A further embodiment is directed to a computer-implemented method for generating an interactive application of a worksheet and comprises receiving respective electronic data of respective worksheets from or published by a tax authority or other source and parsing respective electronic data. The method further comprises generating respective interactive worksheet applications embodying respective executable instructions based at least in part upon respective parsed electronic data. An interactive worksheet application is generated for each worksheet.
Another embodiment is directed to a computer-implemented method for generating an interactive application of a worksheet that comprises receiving respective electronic data of respective worksheets from or published by a tax authority or other source, and parsing respective electronic data. The method further comprises generating interactive worksheet applications embodying respective executable instructions for a plurality of worksheets based at least in part upon respective parsed electronic data of the plurality of worksheets. An interactive worksheet application is generated for multiple worksheets related to the same tax topic, e.g., worksheets related to investments, or worksheets related to deductions for business expenses. Thus, multiple worksheets can be accessed by executing a single application generated according to embodiments.
Yet another embodiment is directed to a computer-implemented method for generating an interactive application of a worksheet and comprises receiving data of an electronic publication including a worksheet in a Standard Generalized Markup Language (SGML) format. The method further comprises converting the SGML publication to another format such as an Extensible Markup Language (XML) format. The method further comprises extracting a worksheet from the publication in the other format, e.g., from the XML publication, and applying a rule, such as an extensible style sheet language transformation (ESLT) rule, to the XML worksheet. A result of application of the rule is generation of an XML input worksheet, which is parsed. The method further comprises generating an interactive worksheet application embodying an executable instruction based at least in part upon the parsed XML worksheet.

PROVIDED RECORDS:
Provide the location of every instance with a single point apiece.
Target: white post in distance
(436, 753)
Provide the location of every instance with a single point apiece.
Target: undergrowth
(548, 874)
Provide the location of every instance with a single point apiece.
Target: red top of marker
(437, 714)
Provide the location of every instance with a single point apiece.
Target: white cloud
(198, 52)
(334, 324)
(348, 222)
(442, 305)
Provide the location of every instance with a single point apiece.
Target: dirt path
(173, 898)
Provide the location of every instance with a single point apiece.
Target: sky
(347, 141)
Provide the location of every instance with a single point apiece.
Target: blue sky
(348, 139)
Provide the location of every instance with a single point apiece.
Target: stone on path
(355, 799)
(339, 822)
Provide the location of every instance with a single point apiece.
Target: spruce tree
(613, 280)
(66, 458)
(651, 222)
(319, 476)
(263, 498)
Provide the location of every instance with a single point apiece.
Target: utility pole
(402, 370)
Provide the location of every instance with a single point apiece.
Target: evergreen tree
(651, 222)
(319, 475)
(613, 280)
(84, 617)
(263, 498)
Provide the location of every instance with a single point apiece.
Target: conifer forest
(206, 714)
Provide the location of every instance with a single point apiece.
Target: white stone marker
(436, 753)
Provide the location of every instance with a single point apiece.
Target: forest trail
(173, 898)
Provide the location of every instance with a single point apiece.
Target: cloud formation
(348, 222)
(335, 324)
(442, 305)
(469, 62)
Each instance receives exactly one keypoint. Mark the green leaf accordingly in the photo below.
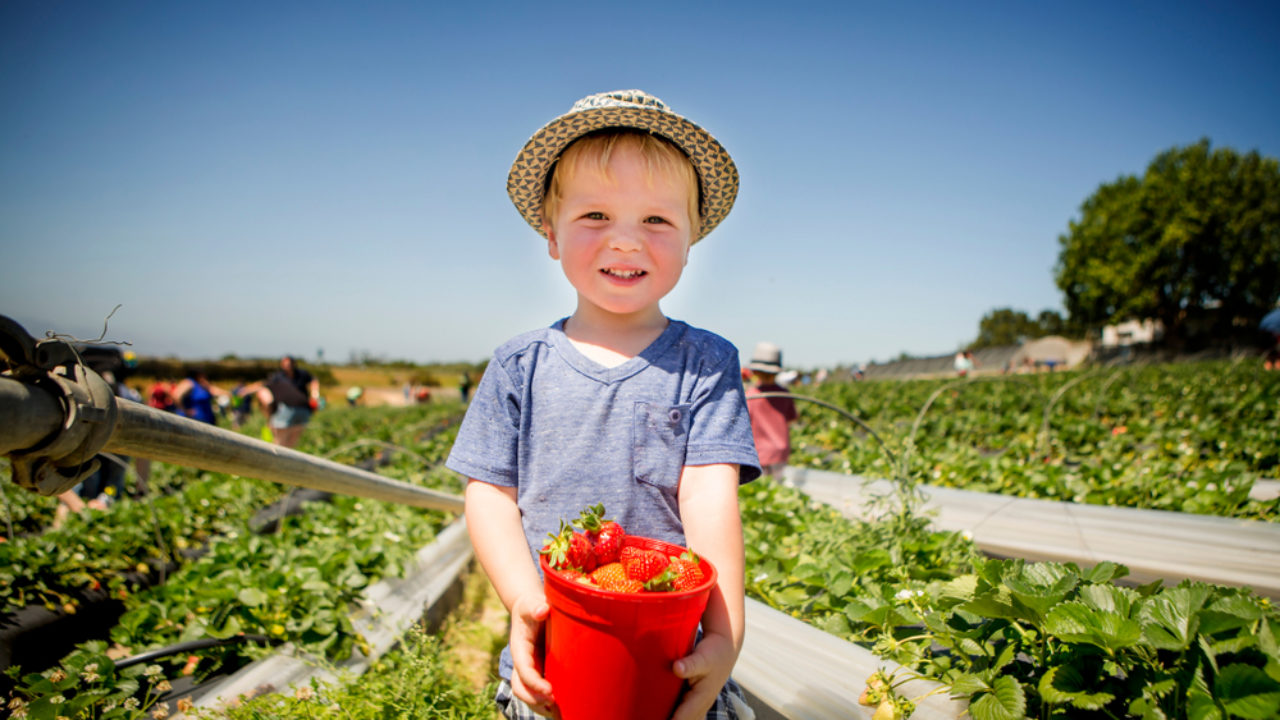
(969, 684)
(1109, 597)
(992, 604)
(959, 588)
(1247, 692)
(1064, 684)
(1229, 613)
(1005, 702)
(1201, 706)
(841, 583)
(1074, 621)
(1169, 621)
==
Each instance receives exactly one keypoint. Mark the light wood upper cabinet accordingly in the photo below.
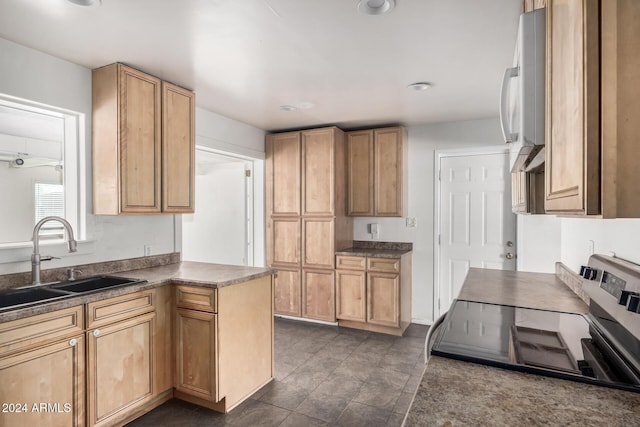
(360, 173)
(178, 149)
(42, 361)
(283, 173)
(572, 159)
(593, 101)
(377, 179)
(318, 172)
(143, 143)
...
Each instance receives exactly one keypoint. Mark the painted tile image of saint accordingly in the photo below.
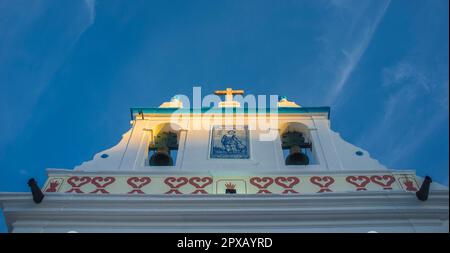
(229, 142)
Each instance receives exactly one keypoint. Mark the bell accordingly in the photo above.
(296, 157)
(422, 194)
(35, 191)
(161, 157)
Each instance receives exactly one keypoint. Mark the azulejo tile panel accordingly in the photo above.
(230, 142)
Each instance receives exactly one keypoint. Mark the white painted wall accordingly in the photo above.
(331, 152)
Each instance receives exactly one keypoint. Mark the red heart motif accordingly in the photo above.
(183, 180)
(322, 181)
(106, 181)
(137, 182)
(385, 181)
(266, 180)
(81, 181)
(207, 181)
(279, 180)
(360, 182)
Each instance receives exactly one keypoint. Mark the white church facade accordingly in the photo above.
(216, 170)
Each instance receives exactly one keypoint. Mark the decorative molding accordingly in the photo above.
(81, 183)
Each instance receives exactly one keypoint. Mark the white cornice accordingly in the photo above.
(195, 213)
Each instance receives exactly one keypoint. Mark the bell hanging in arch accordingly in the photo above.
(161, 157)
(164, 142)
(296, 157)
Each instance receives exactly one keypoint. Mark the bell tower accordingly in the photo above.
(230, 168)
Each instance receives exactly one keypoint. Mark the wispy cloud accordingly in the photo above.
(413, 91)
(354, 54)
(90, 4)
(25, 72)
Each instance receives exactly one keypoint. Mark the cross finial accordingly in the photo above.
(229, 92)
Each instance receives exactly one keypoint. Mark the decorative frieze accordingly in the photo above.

PROBLEM STATEMENT: Please repeat the part of the worksheet passage between "A further embodiment" and "for each worksheet.", inclusive, word for word. The records stand apart from the worksheet passage and aren't connected to it.

RESPONSE TO THE TASK:
A further embodiment is directed to a computer-implemented method for generating an interactive application of a worksheet and comprises receiving respective electronic data of respective worksheets from or published by a tax authority or other source and parsing respective electronic data. The method further comprises generating respective interactive worksheet applications embodying respective executable instructions based at least in part upon respective parsed electronic data. An interactive worksheet application is generated for each worksheet.